*Task prompt*
Reproduce every line of the listing below word for word, without changing anything.

━━━

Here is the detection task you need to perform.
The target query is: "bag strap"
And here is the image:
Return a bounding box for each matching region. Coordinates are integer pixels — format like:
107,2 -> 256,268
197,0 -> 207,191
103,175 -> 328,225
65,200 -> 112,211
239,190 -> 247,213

━━━

*Finished task*
Here is the detection task you need to perform.
The target query is: "bag strap"
And here is the image:
Return a bounding box for each matching region. Coordinates are integer pixels — format like:
107,2 -> 256,268
197,0 -> 207,191
103,175 -> 328,225
65,200 -> 112,211
239,190 -> 247,213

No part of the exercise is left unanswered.